Task statement » Rewrite the entries below, replacing "agriculture field log" with "farm survey record" and keeping everything else the same. Leave the picture out of your answer.

[Location annotation dataset excerpts]
[start]
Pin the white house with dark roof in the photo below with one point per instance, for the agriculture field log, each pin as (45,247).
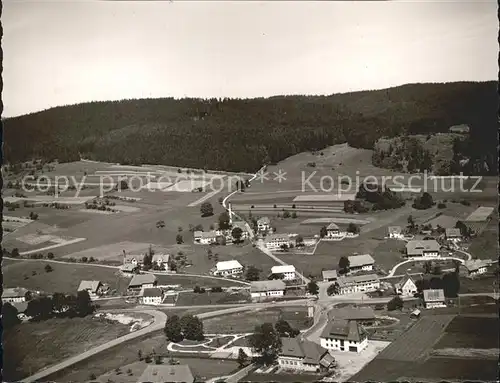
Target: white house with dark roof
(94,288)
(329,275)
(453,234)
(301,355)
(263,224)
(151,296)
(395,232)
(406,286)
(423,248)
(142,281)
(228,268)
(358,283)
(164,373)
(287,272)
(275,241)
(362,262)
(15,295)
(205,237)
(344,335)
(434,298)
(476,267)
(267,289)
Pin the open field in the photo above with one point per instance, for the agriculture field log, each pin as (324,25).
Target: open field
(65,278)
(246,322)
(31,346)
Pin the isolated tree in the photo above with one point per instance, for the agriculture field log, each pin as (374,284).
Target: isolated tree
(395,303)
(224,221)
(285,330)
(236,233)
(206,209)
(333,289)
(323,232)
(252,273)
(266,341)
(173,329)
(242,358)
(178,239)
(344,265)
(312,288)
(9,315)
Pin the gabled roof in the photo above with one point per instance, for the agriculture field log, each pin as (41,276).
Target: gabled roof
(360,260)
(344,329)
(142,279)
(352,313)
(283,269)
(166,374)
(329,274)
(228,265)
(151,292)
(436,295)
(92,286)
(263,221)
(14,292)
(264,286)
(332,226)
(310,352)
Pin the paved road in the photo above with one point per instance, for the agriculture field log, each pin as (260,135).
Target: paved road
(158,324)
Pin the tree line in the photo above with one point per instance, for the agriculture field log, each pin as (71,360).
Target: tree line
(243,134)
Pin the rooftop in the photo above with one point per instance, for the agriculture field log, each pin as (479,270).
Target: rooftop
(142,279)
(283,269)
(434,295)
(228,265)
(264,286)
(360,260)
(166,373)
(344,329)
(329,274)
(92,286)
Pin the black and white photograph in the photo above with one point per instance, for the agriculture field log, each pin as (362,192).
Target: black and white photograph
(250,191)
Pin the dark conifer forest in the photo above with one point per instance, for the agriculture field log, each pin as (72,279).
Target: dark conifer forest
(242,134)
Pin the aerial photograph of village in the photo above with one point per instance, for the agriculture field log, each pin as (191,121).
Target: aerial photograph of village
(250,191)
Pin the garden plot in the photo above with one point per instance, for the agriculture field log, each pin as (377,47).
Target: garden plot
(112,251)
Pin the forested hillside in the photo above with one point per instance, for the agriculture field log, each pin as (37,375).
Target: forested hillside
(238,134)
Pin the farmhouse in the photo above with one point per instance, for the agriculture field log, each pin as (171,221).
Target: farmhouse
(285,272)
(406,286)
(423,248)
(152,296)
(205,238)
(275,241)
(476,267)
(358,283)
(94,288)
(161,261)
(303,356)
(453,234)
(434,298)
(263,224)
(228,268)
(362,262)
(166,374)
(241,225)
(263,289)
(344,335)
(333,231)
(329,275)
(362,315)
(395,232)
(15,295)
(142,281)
[end]
Worked answer »
Pin the white house with dark roof in the photo below with one point per instance, for the farm survey record, each pin as (45,247).
Target: white house with dark roof
(94,288)
(329,275)
(453,234)
(301,355)
(263,224)
(151,296)
(395,232)
(406,286)
(423,248)
(142,281)
(228,268)
(358,283)
(164,373)
(287,272)
(275,241)
(362,262)
(15,295)
(205,237)
(344,335)
(434,298)
(476,267)
(267,289)
Pin the open field in the photo above with one point per instance, for the farm survey record, each pin as (324,25).
Target: open field
(65,278)
(246,322)
(31,346)
Pin the isolated tree in the photo above with one point per instance, for the farm survey record, each pin as (374,284).
Target: isolated tree
(395,303)
(224,221)
(285,330)
(236,233)
(206,209)
(333,289)
(323,232)
(252,273)
(266,341)
(173,329)
(242,358)
(178,239)
(344,265)
(312,288)
(9,315)
Pin the gabled roof in the photo above with one point per instance, for the farm survey record, each pin as (41,276).
Target: gabled roof
(360,260)
(344,329)
(142,279)
(352,313)
(283,269)
(166,374)
(329,274)
(228,265)
(151,292)
(436,295)
(92,286)
(263,221)
(14,292)
(264,286)
(332,226)
(310,352)
Pin the paved road in the photo above with one point per instance, for the farm survey record, each pin as (260,135).
Target: paved road
(158,324)
Pin the tree line in the photo above with one point per instance, for the farm survey record, each pin as (71,360).
Target: tree line
(243,134)
Pin the rooftop in the photo above with one point per instance, for the farm survey record, each pin as (479,270).
Target: rooftop
(142,279)
(283,269)
(434,295)
(228,265)
(264,286)
(360,260)
(166,373)
(344,329)
(329,274)
(92,286)
Pin the black and white photograph in the photo above with one point per instance, for the farm survey record, each pin as (362,192).
Target: black and white photograph
(250,191)
Pin the dark conifer forest in the photo above with one point per instance, for the farm survey record, each pin as (72,279).
Target: dark conifer forest
(242,134)
Pin the aerial photograph of village in the photo above with one point per instance, for the farm survey record, each pin as (191,121).
Target: aerial photograph of village
(250,191)
Pin the garden plot in the photo above with one point per instance, for the farm survey record, each pin as (377,47).
Target: garden plot
(112,251)
Pin the forested hillside in the photo above with one point per instance, for the farm survey record, each pin as (37,375).
Target: forested hillside
(238,134)
Pin the farmhouse in the photo above with one point per instance, for the farm survey record, each pin as (171,221).
Target: farmhouse
(285,272)
(406,286)
(423,248)
(152,296)
(205,238)
(275,241)
(476,267)
(358,283)
(94,288)
(161,261)
(303,356)
(453,234)
(434,298)
(263,224)
(228,268)
(362,262)
(166,374)
(241,225)
(263,289)
(344,335)
(333,231)
(329,275)
(362,315)
(395,232)
(15,295)
(142,281)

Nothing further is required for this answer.